• Extrait de texte
════════════════════
Un créateur lucide devrait […] posséder une connaissance de l’héritage qui appartient à sa tradition, tout en affirmant une unicité ou une authenticité, attitude qui peut aussi être qualifiée par le terme d’ « originalité ». […] J’entends, bien entendu, cet héritage comme un espace non linéaire où les œuvres s’éclairent les unes les autres comme les étoiles se répondent mutuellement dans le ciel constellé qui est le leur.
Kateri Lemmens, « L’originalité : entre innovation et tradition ((Kateri Lemmens (2001), « L’originalité : entre innovation et tradition », dans Christiane Lahaie et Nathalie Watteyne [dir.], Lecture et écriture : une dynamique. Objets et enjeux de la recherche en création littéraire, Québec, Éditions Nota bene, p. 233.)) »
Pour y réfléchir explicitement (à propos de la structure tripartite)
La présentation en deux temps d’une thèse en création littéraire, soit la création d’abord et la théorie ensuite, a longtemps été la façon naturelle de faire les choses aux études supérieures en création littéraire à l’Université Laval. Elle semble être devenue aujourd’hui insuffisante : même si l’on peut deviner que la création et la théorie sont liées entre elles, une thèse en deux parties dont la deuxième ne traite pas explicitement de la première ne fait pas nécessairement état de la complémentarité des deux démarches. Il me semble que, dans un tel cas, les exigences de la recherche-création ne sont pas suffisamment approfondies. Je propose donc, pour remédier à ces lacunes, d’explorer une avenue déjà empruntée par les doctorants de certaines institutions — comme l’Université de Sherbrooke —, mais qui n’est pas encore (très) répandue au Département des littératures de l’Université Laval, soit celle d’une thèse en trois parties; cette structure tripartite semble idéale pour rendre compte de tous les enjeux de la recherche-création au doctorat en études littéraires.
════════════════════
• Consignes
- A) Quelles personnes l'extrait nomme-t-il ? Donnez tous leurs noms.
- B) Recopiez à l'identique le passage de l'extrait allant de « Un créateur lucide » jusqu'à « est le leur. ».
Les items proviennent d'une autre source que l'extrait.
════════════════════
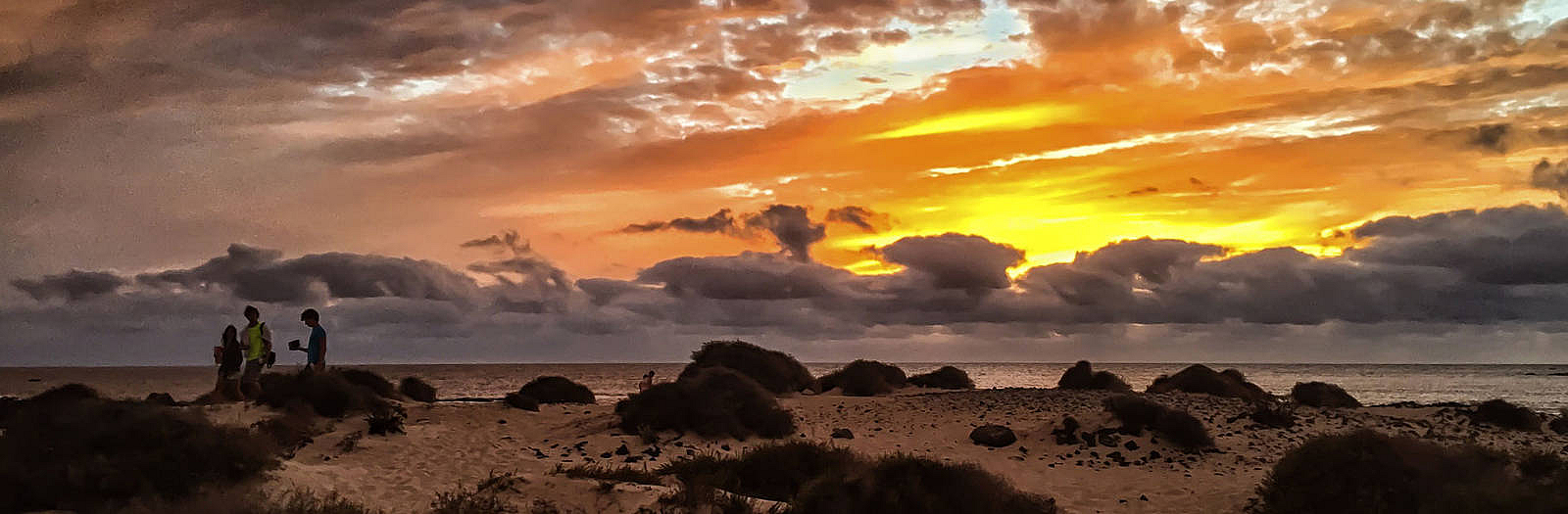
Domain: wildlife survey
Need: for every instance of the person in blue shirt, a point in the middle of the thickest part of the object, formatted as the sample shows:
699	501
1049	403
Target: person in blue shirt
316	349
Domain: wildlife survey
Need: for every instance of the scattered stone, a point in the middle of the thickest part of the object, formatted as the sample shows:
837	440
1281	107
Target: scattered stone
995	436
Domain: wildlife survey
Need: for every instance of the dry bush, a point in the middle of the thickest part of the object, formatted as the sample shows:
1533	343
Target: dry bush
778	372
864	378
945	378
712	403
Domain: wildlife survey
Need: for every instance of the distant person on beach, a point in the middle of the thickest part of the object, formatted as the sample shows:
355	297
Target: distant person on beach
647	383
259	345
229	357
316	350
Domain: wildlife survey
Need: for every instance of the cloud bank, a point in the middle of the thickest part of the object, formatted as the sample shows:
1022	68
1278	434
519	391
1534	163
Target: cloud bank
1465	271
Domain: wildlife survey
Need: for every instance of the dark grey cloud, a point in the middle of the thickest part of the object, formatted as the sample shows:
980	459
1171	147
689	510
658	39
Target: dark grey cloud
718	223
792	227
956	260
71	286
1551	177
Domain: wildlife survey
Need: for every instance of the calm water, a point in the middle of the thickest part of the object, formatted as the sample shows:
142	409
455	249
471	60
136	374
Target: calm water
1368	383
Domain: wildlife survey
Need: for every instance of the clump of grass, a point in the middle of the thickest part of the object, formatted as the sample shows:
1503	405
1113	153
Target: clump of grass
1504	414
1322	396
557	389
864	378
70	450
945	378
1178	427
611	474
1366	472
775	370
713	403
482	498
1082	375
1203	380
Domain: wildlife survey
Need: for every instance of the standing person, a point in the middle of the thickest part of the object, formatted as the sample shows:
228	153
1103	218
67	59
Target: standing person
316	350
259	344
229	360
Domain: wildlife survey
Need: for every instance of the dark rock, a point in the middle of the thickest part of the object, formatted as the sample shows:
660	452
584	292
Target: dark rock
995	436
521	401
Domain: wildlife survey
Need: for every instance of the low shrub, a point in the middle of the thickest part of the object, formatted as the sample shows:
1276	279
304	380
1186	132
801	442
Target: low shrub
914	485
864	378
482	498
1366	472
1178	427
1504	414
611	474
328	394
1201	380
712	403
778	372
250	501
71	450
945	378
368	380
557	389
416	389
1082	375
772	472
1322	396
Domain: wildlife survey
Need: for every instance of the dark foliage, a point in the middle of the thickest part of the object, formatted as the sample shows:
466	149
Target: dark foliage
71	450
386	422
778	372
416	389
328	394
1322	396
995	436
945	378
712	403
1178	427
1272	415
1082	375
1201	380
1504	414
864	378
368	380
242	501
1369	472
289	431
557	389
909	485
482	498
612	474
521	401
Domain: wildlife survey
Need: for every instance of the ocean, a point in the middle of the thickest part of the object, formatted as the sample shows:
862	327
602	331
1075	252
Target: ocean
1542	388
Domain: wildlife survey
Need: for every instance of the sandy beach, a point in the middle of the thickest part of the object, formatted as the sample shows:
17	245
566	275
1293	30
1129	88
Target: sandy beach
451	444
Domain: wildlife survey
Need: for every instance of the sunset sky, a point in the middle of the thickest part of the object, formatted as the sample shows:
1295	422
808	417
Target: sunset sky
650	148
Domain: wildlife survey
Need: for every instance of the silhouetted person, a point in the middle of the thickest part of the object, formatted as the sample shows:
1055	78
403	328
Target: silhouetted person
316	350
647	383
259	345
229	356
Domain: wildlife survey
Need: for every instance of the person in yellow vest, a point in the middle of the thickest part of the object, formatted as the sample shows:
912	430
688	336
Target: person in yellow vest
258	345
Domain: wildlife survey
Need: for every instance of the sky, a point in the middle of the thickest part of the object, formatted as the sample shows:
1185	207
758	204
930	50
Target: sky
584	180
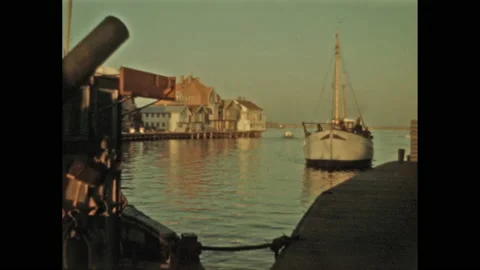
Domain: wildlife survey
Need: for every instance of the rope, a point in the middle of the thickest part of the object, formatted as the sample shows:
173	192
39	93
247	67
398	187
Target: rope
276	245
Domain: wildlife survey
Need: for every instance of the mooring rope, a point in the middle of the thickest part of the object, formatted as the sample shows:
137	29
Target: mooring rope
276	245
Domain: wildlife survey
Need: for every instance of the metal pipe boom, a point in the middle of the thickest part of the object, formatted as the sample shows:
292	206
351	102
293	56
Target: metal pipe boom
82	61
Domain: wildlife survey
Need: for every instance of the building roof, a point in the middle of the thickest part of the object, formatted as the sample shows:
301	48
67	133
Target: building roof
196	108
163	109
248	104
107	71
190	91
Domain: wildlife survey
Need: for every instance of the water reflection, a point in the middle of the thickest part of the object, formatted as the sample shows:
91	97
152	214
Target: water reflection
231	191
317	181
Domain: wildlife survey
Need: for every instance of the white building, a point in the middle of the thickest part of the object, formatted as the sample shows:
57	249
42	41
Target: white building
248	115
165	118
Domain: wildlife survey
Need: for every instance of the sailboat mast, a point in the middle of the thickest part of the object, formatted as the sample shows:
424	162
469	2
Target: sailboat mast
66	43
337	76
344	101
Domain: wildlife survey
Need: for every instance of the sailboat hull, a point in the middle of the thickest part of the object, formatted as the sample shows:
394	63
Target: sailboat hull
338	150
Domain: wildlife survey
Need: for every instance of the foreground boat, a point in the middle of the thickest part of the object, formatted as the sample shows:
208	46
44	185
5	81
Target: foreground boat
341	143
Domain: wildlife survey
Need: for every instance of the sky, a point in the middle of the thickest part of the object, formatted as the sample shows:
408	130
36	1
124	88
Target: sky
274	53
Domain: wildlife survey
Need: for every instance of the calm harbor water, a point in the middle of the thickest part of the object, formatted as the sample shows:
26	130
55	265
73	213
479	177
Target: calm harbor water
233	192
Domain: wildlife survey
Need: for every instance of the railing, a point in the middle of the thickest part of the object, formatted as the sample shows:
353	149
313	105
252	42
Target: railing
414	140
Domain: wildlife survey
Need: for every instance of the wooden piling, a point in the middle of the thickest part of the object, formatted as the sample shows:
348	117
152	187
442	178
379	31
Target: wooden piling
414	140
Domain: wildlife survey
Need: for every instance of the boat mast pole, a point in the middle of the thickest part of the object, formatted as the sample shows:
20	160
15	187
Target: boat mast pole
337	75
344	102
66	41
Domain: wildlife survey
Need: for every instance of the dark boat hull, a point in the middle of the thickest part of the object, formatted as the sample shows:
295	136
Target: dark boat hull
339	164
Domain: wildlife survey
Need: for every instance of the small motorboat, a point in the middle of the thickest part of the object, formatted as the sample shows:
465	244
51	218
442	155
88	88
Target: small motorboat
288	135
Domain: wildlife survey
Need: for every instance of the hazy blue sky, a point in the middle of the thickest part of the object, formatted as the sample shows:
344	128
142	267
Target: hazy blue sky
275	53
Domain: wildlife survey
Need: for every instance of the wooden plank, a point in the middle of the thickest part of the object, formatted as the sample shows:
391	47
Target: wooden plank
143	84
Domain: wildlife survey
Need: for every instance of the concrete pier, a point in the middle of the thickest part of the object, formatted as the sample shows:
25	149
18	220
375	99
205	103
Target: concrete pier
368	222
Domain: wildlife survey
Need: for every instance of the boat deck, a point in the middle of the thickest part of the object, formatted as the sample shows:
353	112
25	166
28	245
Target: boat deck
368	222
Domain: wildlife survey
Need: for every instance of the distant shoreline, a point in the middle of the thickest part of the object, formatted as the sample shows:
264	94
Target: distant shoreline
286	126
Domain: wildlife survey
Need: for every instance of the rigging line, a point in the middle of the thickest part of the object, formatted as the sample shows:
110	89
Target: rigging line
349	84
323	86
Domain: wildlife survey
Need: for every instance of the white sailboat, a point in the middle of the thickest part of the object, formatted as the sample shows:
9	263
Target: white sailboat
340	143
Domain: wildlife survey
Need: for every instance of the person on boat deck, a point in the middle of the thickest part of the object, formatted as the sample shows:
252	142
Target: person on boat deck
341	124
358	129
367	133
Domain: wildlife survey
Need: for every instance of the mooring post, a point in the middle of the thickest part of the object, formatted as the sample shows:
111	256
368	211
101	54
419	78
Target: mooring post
401	155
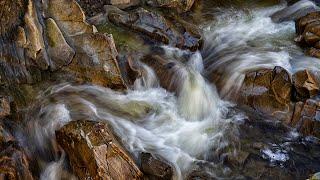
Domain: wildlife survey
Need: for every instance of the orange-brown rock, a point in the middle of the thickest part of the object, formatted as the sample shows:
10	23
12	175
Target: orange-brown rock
179	5
268	91
158	28
306	117
306	84
155	168
94	152
13	161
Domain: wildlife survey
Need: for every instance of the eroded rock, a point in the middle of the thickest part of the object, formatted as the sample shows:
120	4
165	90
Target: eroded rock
14	163
308	30
295	11
306	84
179	5
155	168
60	52
268	91
157	28
94	152
306	117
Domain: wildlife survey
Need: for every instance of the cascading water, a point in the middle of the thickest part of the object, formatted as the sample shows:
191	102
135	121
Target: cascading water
189	128
147	119
240	41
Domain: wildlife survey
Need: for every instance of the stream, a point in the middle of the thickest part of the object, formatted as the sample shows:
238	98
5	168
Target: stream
198	129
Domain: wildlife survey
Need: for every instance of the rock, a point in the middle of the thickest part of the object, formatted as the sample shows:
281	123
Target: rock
295	11
306	117
308	30
171	74
94	152
69	17
35	48
306	84
179	5
157	28
316	176
61	54
13	161
94	7
5	109
11	16
95	57
268	91
155	168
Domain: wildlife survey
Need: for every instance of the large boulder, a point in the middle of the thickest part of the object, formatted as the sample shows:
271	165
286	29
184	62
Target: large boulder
153	25
308	30
295	11
306	117
306	83
95	57
94	152
94	7
268	91
14	163
179	5
11	16
59	50
155	167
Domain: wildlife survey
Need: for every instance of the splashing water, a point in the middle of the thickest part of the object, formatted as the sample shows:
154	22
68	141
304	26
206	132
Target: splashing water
242	41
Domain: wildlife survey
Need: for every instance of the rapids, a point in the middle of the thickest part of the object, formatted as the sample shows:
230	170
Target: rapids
191	128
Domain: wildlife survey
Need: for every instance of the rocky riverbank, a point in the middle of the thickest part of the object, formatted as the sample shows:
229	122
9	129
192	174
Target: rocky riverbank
44	43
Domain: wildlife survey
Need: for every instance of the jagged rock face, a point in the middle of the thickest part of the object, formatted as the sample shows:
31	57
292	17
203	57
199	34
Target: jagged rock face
94	152
11	16
156	27
179	5
268	91
306	117
95	54
93	7
13	160
155	168
308	30
306	83
295	11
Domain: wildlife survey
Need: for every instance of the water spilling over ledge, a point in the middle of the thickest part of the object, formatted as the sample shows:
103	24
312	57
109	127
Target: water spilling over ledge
186	90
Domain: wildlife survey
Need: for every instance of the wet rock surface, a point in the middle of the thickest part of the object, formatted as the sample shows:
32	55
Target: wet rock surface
158	28
295	11
308	33
179	5
268	92
155	168
95	153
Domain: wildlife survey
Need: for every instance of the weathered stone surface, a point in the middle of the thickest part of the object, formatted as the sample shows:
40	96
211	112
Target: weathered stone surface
179	5
308	30
5	109
95	57
13	161
306	117
156	27
306	84
94	7
155	168
11	16
295	11
69	17
60	52
94	152
35	48
96	60
268	91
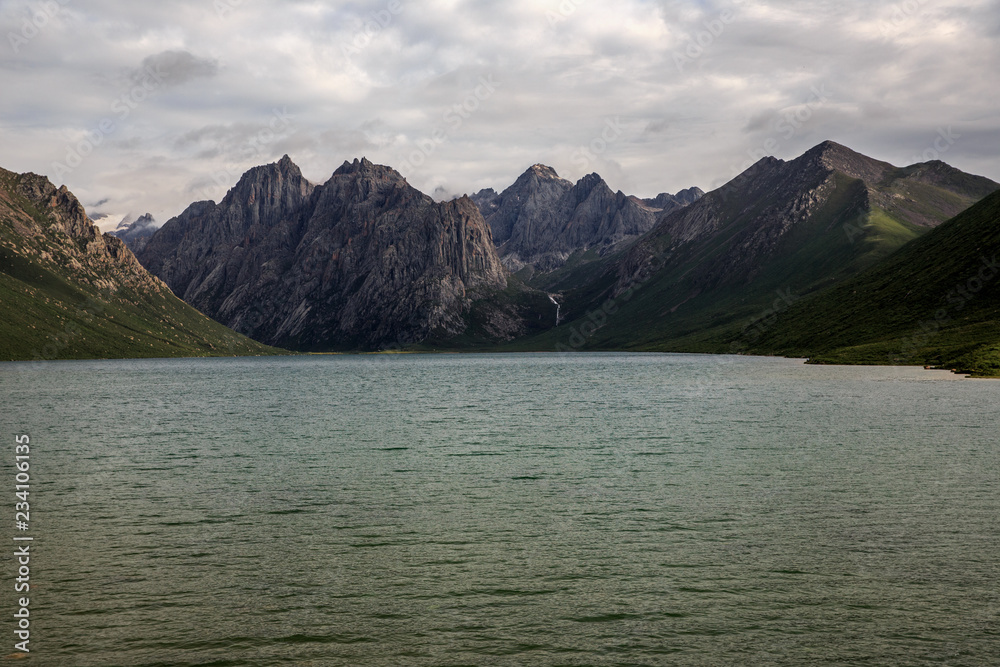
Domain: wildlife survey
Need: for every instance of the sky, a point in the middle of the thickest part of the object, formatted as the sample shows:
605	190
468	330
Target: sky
147	107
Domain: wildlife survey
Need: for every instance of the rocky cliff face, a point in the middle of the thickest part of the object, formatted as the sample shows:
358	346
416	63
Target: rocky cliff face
65	239
136	234
362	261
69	292
543	219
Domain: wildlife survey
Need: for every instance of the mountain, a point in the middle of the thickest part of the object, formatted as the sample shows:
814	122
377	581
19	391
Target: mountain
542	220
776	233
934	302
69	292
668	203
364	261
136	234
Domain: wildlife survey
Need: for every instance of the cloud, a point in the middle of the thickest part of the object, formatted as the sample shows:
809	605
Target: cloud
697	88
175	67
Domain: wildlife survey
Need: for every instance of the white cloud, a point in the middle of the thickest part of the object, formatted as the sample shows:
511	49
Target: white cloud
374	78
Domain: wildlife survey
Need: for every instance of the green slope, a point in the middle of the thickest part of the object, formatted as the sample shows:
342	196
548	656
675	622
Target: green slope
67	293
711	277
935	302
680	309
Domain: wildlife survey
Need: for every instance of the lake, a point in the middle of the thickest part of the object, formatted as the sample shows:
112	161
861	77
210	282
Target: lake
591	509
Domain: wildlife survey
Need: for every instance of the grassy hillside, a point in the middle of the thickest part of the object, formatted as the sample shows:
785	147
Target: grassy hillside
68	293
935	302
681	309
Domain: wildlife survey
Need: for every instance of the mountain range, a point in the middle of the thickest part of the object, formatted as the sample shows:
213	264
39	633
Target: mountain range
136	233
777	233
69	292
366	262
541	220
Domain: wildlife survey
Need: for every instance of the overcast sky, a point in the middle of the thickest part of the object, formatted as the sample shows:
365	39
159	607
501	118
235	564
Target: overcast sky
143	106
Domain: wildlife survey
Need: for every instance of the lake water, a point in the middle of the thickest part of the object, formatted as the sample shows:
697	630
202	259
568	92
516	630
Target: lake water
596	509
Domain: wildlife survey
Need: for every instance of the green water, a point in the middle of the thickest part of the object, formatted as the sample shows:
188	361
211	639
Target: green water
505	510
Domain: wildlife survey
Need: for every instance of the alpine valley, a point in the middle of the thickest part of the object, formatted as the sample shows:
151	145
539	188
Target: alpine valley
795	258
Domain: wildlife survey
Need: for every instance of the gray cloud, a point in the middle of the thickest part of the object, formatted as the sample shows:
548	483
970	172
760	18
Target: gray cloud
════════════════════
• Réponses complètes
- A) Kateri Lemmens, Christiane Lahaie, Nathalie Watteyne

- B)
Un créateur lucide devrait […] posséder une connaissance de l’héritage qui appartient à sa tradition, tout en affirmant une unicité ou une authenticité, attitude qui peut aussi être qualifiée par le terme d’ « originalité ». […] J’entends, bien entendu, cet héritage comme un espace non linéaire où les œuvres s’éclairent les unes les autres comme les étoiles se répondent mutuellement dans le ciel constellé qui est le leur.